*Set task 1:*
In the listing below, reproduce verbatim everything from the line containing "Mark one point per instance of the flat" down to the line containing "x=794, y=633", including both of those lines.
*Set task 2:*
Extend the Pompeo timeline below, picking up after its final entry.

*Text provided:*

-------

May 15, 2020 – Trump fires State Department inspector general Steve Linick after Pompeo recommends Linick be removed. Days later, Pompeo tells The Washington Post that he asked Trump to remove Linick because the independent watchdog was “undermining” the department and wasn’t performing in a way that the top US diplomat wanted him to.
July 31, 2020 – Pompeo is subpoenaed by the chairman of the US House Foreign Affairs Committee, Representative Eliot Engel, to turn over documents related to the Bidens and Ukrainian energy company Burisma Holdings.
August 25, 2020 – Representative Joaquin Castro, chairman of the House Foreign Affairs Oversight and Investigations Subcommittee, announces an investigation has been opened into Pompeo’s decision to address the Republican National Convention. The decision to speak to the political convention in prerecorded remarks from Jerusalem breaks with longstanding precedent of sitting secretaries of state avoiding partisan politics, particularly while abroad.
September 18, 2020 – Engel agrees to withdraw the subpoena he had issued in July against Pompeo after the State Department turned over more than 16,000 pages of documents related to the Bidens and Burisma Holdings the committee had sought.

-------

*Records provided:*
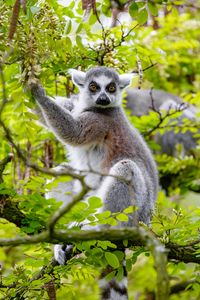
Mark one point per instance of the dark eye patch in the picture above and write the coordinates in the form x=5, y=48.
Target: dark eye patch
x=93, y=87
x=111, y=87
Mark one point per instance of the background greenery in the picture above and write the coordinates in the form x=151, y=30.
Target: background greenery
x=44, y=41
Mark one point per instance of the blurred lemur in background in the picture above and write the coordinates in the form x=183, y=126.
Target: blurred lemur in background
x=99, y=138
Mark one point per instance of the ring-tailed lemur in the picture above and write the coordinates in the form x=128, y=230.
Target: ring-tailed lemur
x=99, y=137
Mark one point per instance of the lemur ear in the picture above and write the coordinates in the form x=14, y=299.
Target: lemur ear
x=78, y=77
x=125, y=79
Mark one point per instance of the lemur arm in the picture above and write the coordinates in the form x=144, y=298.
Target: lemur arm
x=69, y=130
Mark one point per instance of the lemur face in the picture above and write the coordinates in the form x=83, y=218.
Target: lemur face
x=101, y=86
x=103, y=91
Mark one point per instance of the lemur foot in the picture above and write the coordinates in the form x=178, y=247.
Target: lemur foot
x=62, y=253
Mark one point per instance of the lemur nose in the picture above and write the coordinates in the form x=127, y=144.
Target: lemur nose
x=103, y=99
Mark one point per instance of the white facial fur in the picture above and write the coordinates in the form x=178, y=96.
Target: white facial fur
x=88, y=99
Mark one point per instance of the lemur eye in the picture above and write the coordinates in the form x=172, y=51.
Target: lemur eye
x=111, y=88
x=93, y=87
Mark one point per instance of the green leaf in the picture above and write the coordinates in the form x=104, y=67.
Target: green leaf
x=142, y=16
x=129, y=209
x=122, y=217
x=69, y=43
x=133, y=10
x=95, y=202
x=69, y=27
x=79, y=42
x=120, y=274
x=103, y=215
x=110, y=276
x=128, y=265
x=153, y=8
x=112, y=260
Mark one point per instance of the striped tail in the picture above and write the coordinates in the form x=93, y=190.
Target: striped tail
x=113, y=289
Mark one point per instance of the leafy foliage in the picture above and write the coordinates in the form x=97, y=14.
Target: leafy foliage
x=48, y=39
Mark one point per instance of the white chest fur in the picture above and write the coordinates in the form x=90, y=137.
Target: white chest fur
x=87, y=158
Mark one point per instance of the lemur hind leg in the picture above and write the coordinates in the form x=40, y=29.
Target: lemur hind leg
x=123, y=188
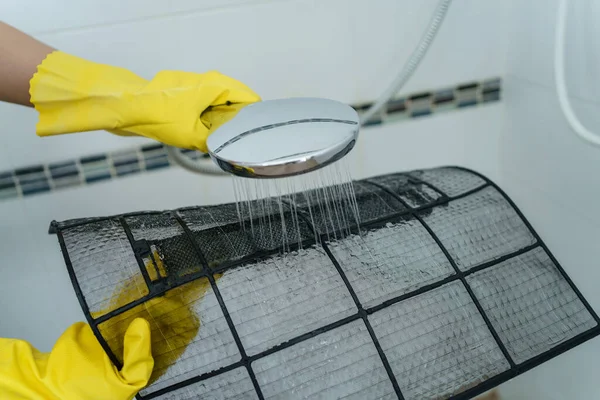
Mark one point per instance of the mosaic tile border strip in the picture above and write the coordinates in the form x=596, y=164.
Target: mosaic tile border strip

-------

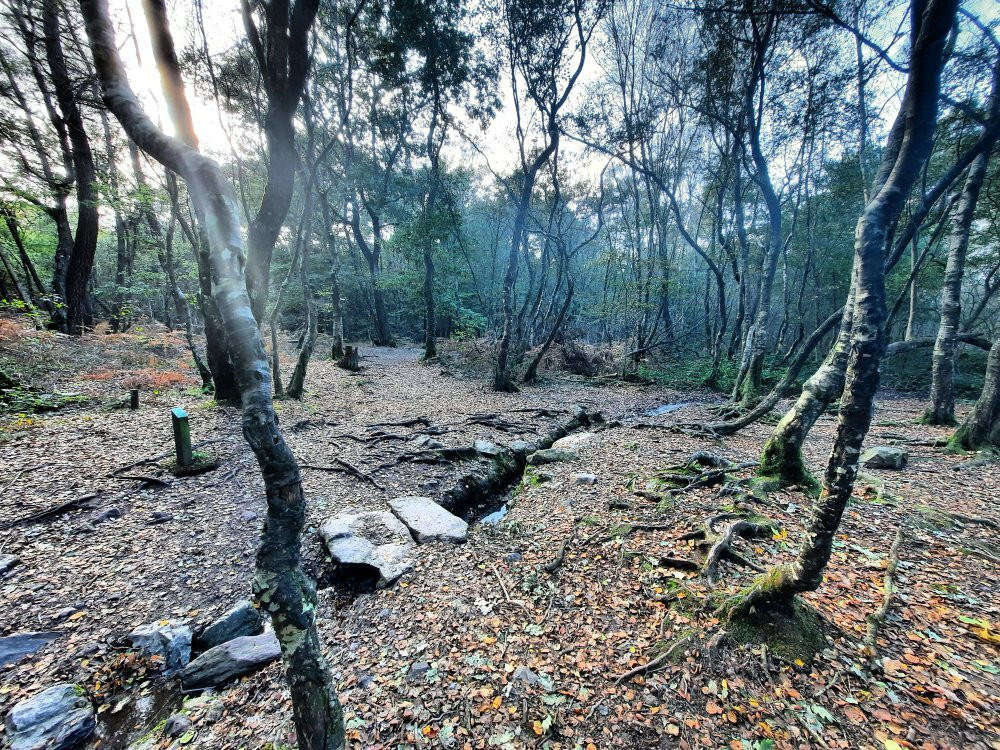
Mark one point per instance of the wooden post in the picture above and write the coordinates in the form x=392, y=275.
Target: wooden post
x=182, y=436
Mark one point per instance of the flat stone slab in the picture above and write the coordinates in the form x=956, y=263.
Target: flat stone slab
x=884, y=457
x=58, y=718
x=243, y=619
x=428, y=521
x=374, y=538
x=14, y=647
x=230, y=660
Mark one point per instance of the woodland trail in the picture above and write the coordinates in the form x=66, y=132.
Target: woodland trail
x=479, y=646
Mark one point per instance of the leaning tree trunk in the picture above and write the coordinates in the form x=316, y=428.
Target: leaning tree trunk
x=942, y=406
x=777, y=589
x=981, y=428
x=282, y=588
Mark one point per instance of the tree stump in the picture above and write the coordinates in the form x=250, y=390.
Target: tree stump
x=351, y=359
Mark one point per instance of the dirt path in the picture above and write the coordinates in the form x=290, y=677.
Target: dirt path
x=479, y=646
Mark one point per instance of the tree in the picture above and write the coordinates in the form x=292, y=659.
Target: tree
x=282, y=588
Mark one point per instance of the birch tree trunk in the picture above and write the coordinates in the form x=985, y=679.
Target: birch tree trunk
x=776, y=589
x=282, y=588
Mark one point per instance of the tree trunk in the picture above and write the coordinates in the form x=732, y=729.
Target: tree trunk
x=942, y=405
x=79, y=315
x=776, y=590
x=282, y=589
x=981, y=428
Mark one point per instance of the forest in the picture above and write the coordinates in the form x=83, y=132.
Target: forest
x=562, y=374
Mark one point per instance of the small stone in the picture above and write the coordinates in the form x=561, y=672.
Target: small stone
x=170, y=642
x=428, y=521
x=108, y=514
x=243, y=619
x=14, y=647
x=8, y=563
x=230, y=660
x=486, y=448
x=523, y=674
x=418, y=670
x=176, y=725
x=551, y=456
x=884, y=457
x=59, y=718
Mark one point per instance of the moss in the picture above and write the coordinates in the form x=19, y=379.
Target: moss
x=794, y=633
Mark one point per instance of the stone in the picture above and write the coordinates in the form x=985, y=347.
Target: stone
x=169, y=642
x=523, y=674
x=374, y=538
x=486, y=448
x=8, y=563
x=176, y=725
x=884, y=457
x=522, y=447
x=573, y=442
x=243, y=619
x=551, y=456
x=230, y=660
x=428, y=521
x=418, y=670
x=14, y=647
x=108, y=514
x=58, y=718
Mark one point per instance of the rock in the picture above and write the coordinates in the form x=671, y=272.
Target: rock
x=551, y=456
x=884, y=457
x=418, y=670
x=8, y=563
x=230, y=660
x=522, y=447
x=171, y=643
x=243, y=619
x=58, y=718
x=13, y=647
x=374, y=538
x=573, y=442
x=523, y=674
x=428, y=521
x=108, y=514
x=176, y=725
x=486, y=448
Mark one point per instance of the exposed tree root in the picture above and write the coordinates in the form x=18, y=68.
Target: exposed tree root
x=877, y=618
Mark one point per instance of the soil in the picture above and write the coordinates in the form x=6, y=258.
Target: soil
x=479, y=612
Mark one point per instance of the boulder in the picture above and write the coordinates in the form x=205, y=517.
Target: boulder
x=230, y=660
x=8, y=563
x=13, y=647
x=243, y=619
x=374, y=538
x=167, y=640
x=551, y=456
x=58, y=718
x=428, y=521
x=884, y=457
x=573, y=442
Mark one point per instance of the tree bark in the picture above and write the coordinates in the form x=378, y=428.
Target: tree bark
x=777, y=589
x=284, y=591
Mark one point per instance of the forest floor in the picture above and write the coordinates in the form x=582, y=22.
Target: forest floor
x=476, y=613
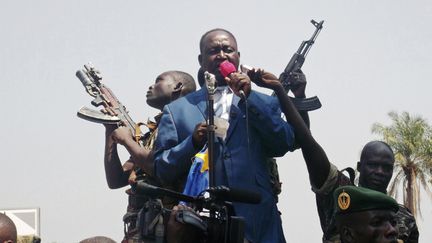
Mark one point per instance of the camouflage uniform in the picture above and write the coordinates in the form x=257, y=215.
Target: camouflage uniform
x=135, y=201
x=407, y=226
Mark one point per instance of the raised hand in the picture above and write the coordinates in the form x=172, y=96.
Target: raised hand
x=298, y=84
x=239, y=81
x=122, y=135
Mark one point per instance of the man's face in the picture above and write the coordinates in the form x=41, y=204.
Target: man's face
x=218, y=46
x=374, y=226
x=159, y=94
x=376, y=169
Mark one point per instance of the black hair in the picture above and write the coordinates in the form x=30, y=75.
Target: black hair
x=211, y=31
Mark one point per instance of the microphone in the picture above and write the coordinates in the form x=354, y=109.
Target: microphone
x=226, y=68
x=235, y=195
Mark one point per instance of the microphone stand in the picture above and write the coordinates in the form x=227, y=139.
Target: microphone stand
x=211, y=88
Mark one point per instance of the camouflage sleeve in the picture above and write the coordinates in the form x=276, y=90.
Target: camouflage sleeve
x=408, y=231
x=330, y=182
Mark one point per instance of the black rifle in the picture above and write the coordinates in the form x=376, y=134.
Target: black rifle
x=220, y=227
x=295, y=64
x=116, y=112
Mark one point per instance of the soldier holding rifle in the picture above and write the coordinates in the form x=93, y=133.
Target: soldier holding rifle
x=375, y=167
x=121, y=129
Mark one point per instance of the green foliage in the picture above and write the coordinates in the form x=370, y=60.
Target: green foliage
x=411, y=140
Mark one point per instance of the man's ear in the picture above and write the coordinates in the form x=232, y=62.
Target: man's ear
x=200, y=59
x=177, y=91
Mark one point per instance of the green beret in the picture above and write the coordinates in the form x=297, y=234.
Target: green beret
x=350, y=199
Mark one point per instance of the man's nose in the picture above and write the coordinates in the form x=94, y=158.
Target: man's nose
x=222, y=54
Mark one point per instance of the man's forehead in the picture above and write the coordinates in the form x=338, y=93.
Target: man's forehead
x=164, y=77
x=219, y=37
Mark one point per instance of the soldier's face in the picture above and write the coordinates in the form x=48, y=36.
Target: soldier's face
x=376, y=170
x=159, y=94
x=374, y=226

-------

*Exercise output 1:*
Mark one point per instance of the flat stone slab in the picture above and write the coordinates in the form x=956, y=263.
Target: flat stone slab
x=884, y=457
x=58, y=718
x=243, y=619
x=428, y=521
x=374, y=538
x=14, y=647
x=230, y=660
Mark one point per instance of the woodland trail in the picture above and write the coordinates in the form x=66, y=132.
Target: woodland trail
x=479, y=646
Mark one point per instance of the leaning tree trunk in the picture above and write the coordinates in the form x=316, y=428.
Target: leaning tree trunk
x=942, y=406
x=777, y=589
x=981, y=428
x=282, y=588
Mark one point per instance of the tree stump in the picture above and write the coordinates in the form x=250, y=390.
Target: tree stump
x=351, y=359
Mark one point per instance of the dirt path in the picture above and write the coordinates in the form x=290, y=677.
Target: dirt path
x=479, y=646
Mark one point per instance of the tree in the picture above and write the coordinates in the form x=292, y=659.
Target: tree
x=282, y=588
Mark one point per instance of the birch tree trunk in the picture above and write the coordinates in the form x=985, y=679.
Target: birch tree trunk
x=776, y=589
x=282, y=588
Mark one point per instance of the tree trunk in the picture above and write the coordinates in the form x=732, y=729.
Target: tree trunk
x=942, y=405
x=79, y=315
x=776, y=590
x=282, y=589
x=981, y=428
Mark one point per instance of the forest in the picture above and write the coordinates in the form x=83, y=132.
Target: forest
x=562, y=374
Mark one point per instance of the small stone in the picture above and write the coordinates in the form x=561, y=672.
Target: small stone
x=170, y=642
x=428, y=521
x=108, y=514
x=243, y=619
x=14, y=647
x=8, y=563
x=230, y=660
x=486, y=448
x=523, y=674
x=418, y=670
x=176, y=725
x=551, y=456
x=884, y=457
x=59, y=718
Mark one point per instance of the moss in the picture above and write the coordinates in the form x=19, y=379.
Target: moss
x=794, y=633

*Exercise output 2:*
January 19, 2021 – With one day left in his tenure as secretary of state, Pompeo takes to his Twitter account, denouncing “all the -isms,” including multiculturalism, saying “they’re not who America is. They distort our glorious founding and what this country is all about. Our enemies stoke these divisions because they know they make us weaker,” he writes.
January 26, 2021 – Hudson Institute announces that Pompeo has joined as a fellow.
April 16, 2021 – The State Department’s independent watchdog finds that Pompeo and his wife, Susan, violated federal ethics rules by making over 100 personal, non-work related requests to department employees — from ordering gifts to booking salon appointments and taking care of the family dog.